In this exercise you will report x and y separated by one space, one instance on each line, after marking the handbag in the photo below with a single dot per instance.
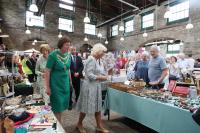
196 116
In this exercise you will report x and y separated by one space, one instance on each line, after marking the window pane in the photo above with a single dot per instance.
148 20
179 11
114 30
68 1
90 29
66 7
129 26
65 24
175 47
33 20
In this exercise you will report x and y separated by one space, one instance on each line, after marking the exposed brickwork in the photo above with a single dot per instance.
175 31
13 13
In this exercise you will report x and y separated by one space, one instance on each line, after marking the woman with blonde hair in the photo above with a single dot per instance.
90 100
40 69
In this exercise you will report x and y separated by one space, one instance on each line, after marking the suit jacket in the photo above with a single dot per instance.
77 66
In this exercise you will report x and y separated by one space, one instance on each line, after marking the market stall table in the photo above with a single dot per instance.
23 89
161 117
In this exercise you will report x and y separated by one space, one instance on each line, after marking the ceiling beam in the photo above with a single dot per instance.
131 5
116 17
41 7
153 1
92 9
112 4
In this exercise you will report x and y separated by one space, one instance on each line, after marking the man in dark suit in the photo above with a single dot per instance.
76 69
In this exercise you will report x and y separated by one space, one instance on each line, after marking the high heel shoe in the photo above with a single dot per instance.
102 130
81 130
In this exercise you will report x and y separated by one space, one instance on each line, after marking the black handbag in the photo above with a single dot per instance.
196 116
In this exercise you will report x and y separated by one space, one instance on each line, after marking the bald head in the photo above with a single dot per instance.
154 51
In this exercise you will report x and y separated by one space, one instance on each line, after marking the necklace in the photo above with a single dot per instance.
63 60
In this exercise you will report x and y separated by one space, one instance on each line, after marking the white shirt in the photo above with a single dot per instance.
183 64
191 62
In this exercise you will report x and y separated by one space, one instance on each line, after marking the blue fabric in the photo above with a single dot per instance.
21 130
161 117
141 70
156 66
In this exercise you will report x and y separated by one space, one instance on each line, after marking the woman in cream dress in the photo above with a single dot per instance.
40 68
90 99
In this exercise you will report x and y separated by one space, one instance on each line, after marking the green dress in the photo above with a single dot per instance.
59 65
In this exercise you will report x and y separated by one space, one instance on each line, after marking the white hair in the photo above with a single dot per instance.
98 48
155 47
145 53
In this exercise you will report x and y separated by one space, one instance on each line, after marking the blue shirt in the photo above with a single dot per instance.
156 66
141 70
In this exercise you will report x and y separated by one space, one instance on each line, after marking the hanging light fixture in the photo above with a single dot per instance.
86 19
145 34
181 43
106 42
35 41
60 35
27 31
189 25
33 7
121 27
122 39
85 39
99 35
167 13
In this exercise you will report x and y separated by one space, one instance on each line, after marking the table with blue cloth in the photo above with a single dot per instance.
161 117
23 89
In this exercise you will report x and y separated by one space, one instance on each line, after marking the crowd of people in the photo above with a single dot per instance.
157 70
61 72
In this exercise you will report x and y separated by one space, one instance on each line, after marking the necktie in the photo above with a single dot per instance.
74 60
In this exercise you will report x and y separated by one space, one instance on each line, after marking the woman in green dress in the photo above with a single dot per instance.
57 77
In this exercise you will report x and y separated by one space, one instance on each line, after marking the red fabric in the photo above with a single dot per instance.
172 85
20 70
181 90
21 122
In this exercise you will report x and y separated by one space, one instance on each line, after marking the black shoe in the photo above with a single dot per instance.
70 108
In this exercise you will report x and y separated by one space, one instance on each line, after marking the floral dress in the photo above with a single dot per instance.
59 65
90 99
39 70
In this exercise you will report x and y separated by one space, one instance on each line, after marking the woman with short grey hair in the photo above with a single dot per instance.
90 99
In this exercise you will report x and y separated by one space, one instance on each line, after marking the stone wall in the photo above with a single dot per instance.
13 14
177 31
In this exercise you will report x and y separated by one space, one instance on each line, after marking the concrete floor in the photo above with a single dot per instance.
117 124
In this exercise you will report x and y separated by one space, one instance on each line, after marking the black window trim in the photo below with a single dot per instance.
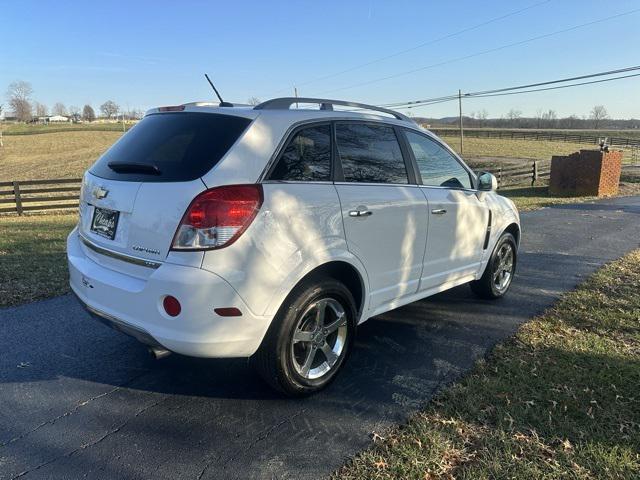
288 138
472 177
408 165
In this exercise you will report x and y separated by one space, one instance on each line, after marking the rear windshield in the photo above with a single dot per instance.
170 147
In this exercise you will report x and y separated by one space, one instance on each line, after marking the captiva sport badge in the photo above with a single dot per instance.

..........

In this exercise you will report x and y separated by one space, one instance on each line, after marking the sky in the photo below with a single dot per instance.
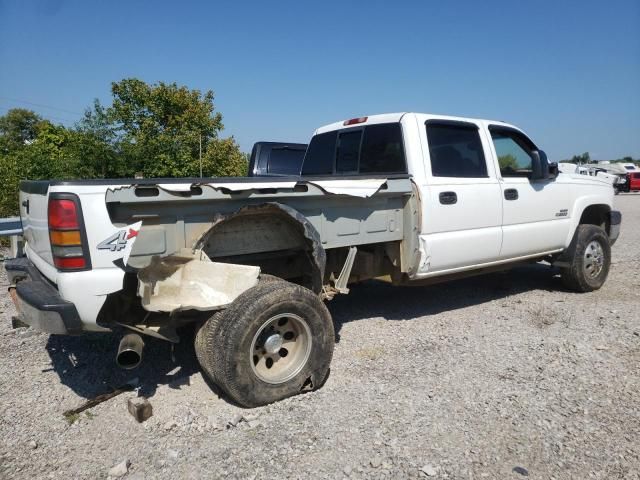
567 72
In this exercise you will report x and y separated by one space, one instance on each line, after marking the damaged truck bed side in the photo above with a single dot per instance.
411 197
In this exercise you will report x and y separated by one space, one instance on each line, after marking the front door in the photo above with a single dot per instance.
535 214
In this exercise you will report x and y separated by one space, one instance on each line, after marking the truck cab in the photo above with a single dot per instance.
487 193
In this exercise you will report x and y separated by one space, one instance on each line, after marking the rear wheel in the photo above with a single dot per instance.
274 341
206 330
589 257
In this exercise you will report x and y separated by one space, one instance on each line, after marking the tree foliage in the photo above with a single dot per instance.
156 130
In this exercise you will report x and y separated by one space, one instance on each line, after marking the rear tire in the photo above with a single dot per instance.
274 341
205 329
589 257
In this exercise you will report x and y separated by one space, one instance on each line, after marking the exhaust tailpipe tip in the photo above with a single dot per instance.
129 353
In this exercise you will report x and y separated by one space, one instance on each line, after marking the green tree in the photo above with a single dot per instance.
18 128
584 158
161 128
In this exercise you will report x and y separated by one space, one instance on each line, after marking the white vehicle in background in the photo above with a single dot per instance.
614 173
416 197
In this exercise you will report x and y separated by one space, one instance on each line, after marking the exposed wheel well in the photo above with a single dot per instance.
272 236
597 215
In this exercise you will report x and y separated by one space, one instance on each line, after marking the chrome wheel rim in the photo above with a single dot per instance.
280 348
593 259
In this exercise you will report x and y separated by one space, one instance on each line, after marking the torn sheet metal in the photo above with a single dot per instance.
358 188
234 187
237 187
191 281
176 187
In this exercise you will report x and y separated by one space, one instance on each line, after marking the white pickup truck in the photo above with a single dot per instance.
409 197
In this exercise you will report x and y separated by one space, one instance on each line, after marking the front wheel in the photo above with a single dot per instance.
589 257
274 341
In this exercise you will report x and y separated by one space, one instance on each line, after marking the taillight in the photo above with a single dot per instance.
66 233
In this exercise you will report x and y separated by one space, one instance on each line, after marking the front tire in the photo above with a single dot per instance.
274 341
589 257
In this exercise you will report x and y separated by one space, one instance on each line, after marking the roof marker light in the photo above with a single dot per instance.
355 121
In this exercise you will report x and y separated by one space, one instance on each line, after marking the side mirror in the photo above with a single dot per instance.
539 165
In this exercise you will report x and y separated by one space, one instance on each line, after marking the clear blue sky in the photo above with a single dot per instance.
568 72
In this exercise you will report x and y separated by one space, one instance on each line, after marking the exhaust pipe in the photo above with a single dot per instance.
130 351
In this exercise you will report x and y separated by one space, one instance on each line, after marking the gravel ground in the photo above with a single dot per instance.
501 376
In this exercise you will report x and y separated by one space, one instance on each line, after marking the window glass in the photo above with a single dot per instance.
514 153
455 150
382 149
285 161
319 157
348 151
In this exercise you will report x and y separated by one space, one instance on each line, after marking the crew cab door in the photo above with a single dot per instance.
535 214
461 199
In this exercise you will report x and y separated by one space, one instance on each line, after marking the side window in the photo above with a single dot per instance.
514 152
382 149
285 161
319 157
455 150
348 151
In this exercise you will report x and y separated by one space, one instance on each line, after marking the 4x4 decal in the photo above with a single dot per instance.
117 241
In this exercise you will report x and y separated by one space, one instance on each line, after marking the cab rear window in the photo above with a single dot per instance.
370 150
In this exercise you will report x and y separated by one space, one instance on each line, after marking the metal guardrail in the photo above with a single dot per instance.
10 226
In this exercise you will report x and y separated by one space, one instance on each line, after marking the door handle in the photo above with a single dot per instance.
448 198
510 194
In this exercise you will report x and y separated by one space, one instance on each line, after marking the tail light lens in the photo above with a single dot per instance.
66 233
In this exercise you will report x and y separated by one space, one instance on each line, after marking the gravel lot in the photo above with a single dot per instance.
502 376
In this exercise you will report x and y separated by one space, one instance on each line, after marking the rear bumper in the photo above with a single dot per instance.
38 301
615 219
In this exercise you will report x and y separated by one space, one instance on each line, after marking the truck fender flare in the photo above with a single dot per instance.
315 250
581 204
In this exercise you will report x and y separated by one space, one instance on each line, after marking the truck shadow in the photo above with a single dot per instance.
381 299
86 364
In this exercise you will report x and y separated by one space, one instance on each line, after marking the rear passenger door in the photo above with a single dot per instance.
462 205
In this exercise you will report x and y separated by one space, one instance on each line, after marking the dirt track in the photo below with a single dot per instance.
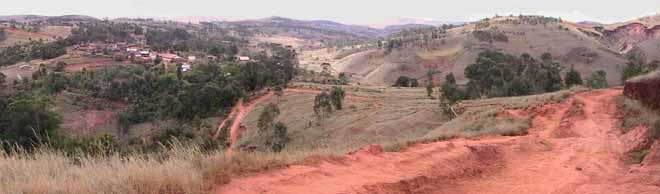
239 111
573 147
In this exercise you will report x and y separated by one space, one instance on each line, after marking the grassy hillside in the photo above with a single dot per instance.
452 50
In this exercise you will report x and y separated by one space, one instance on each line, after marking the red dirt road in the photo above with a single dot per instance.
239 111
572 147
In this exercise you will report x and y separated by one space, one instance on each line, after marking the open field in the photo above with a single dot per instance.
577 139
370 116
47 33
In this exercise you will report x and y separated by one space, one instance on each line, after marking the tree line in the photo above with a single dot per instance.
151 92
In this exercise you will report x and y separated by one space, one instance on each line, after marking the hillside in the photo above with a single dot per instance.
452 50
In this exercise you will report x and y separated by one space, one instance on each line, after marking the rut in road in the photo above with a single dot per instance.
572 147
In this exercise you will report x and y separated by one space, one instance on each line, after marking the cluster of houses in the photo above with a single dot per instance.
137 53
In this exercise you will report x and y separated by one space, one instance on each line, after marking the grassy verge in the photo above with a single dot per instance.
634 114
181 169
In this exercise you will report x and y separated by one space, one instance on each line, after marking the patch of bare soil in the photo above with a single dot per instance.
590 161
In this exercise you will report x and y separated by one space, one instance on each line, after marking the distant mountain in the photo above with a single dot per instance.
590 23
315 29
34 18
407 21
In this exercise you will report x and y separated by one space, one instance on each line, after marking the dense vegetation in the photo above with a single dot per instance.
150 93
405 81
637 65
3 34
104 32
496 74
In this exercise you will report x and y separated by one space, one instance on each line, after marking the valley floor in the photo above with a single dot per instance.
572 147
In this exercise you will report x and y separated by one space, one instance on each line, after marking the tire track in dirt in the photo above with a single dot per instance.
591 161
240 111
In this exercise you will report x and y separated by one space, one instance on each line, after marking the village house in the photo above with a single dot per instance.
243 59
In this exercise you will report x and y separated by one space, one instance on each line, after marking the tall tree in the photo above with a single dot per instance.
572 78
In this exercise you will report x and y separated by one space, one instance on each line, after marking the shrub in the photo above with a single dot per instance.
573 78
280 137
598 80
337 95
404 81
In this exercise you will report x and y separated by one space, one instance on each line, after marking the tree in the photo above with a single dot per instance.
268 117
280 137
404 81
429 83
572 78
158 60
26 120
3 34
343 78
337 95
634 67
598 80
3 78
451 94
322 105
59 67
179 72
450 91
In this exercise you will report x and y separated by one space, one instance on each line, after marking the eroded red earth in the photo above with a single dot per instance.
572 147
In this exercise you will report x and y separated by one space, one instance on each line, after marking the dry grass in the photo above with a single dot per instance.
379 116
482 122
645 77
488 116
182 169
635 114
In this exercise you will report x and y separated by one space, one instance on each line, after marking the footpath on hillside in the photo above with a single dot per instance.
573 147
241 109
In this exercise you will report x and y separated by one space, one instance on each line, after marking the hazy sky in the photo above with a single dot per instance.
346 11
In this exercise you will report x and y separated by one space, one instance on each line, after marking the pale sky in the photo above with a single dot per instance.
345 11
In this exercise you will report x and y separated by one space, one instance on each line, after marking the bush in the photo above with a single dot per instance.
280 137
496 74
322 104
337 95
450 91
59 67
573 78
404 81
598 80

..........

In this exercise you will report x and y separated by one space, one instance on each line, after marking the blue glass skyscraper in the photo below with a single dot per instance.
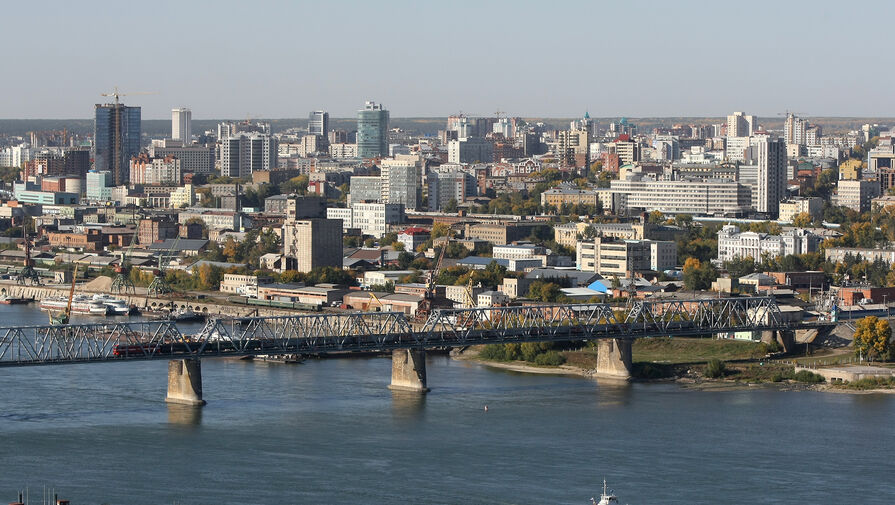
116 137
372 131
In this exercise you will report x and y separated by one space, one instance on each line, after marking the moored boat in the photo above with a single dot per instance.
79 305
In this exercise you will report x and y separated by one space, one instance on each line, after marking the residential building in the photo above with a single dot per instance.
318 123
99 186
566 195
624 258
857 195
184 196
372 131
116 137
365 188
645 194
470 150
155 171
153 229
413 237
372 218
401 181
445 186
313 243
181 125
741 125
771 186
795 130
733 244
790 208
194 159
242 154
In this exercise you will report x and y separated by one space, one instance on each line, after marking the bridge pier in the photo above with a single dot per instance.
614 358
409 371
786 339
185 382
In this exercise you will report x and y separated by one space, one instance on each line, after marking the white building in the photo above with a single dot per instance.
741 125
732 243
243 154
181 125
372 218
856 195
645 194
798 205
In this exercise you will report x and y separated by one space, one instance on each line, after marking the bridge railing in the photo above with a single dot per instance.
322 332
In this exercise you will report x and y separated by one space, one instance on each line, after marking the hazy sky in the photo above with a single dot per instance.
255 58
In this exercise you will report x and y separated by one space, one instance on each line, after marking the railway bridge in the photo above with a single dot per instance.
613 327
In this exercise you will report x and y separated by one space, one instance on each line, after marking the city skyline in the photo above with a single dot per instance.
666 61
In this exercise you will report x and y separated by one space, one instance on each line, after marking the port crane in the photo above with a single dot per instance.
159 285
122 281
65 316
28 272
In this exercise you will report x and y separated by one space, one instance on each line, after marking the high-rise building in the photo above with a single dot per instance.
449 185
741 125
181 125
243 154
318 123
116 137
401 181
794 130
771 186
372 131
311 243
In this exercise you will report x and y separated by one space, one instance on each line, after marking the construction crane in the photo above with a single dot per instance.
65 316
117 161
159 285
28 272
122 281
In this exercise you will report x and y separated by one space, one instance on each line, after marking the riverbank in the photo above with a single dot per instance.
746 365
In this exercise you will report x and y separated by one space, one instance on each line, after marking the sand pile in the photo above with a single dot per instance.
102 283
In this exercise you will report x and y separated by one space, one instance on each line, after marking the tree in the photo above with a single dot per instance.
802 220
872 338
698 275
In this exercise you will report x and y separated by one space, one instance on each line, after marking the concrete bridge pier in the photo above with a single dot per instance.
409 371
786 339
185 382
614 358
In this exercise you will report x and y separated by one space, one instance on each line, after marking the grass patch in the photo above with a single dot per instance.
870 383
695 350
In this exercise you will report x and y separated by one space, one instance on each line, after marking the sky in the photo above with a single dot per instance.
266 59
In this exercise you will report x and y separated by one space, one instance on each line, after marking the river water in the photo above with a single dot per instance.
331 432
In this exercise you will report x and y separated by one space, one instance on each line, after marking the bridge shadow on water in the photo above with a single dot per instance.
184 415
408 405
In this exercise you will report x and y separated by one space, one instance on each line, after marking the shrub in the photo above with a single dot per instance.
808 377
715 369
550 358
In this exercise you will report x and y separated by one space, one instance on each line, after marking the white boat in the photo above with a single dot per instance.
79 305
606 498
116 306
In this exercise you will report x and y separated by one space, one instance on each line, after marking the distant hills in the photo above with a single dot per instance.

..........

**PROBLEM DETAILS**
Locate every line in the data above that contains the word "building" and copy each of those lines out. Treat uppercase and lowercase as different.

**WRITTEN RESPONSE**
In this exercise you will report x and y separated by one space, one instance on each line, after marking the residential building in the photo above with a single dot per instance.
In this exercise you will report x and y separated by one space, one instance on each line, after marking the white building in the photo above with a single dot per instance.
In this exercise you will report x and y separated by one space, one instance on each line, after marking the high-rise building in the photo above with a single dot per instance.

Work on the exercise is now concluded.